# Exercise requirements
Swap "quickstart" for "tutorial" everywhere it occurs in the material below, and reproduce every other character without change.

+ + + +

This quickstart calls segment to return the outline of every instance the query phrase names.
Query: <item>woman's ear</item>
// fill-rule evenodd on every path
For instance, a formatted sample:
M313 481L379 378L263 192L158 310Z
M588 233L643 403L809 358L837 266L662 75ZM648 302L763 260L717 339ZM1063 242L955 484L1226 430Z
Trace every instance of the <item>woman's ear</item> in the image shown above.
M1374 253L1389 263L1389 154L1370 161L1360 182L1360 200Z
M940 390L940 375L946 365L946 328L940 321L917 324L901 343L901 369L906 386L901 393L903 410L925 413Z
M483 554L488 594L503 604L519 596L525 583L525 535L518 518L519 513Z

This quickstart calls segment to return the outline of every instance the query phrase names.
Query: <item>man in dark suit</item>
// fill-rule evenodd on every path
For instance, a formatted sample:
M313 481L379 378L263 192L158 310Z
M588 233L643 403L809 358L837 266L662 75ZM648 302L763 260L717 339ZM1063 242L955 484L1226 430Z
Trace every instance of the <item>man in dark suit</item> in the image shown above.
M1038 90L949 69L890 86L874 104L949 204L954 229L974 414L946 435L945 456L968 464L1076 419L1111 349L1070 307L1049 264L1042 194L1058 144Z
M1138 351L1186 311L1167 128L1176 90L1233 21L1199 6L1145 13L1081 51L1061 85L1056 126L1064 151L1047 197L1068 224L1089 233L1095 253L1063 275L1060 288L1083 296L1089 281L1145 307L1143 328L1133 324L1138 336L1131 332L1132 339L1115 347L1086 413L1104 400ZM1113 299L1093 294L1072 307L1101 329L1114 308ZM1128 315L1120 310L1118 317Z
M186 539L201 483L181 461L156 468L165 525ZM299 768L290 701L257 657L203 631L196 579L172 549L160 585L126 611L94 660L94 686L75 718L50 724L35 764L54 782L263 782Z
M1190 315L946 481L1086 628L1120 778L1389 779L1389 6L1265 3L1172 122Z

+ + + +

# Correct response
This tutorial calls segment to return the outline of every instance the query phrase names.
Query: <item>woman's ear</item>
// fill-rule evenodd on every path
For instance, a formatted sample:
M313 481L379 378L263 192L158 310Z
M588 233L643 403L809 358L837 266L662 75ZM648 302L763 260L717 339ZM1063 242L955 484L1226 430Z
Trace every instance of the <item>woman's ear</item> in the image shown above.
M1374 253L1389 263L1389 154L1370 161L1360 182L1360 200Z
M940 390L940 375L946 365L946 328L940 321L917 324L901 343L901 369L906 386L901 393L903 410L925 413Z
M483 554L488 594L503 604L519 596L525 583L525 535L518 518L519 513Z

This tutorial calls segment to return the outline of every instance the query phrase names.
Query: <item>man in dark suit</item>
// fill-rule evenodd on every path
For instance, a formatted sample:
M313 481L379 378L263 192L158 310Z
M588 233L643 403L809 358L837 266L662 75ZM648 302L763 260L717 339ZM1063 242L955 484L1226 430Z
Trace every instance of the <item>man in dark suit</item> in the image shown above.
M1038 90L949 69L890 86L874 104L949 204L954 229L974 414L946 435L945 456L968 464L1076 419L1111 349L1070 307L1049 264L1042 194L1058 144Z
M1138 351L1186 311L1167 128L1176 90L1233 21L1199 6L1145 13L1081 51L1061 85L1056 126L1064 151L1047 197L1068 224L1089 233L1095 253L1063 275L1060 288L1083 296L1089 281L1145 307L1143 328L1133 324L1138 336L1131 332L1132 339L1115 347L1086 413L1104 400ZM1113 299L1093 294L1072 307L1101 329L1114 308ZM1128 315L1120 310L1118 317Z
M186 539L201 483L181 461L156 468L165 525ZM299 768L290 701L257 657L203 631L196 579L172 549L160 585L126 611L94 660L94 686L75 718L50 724L35 764L54 782L263 782Z
M1190 315L946 481L1086 628L1120 778L1389 779L1389 6L1265 3L1172 122Z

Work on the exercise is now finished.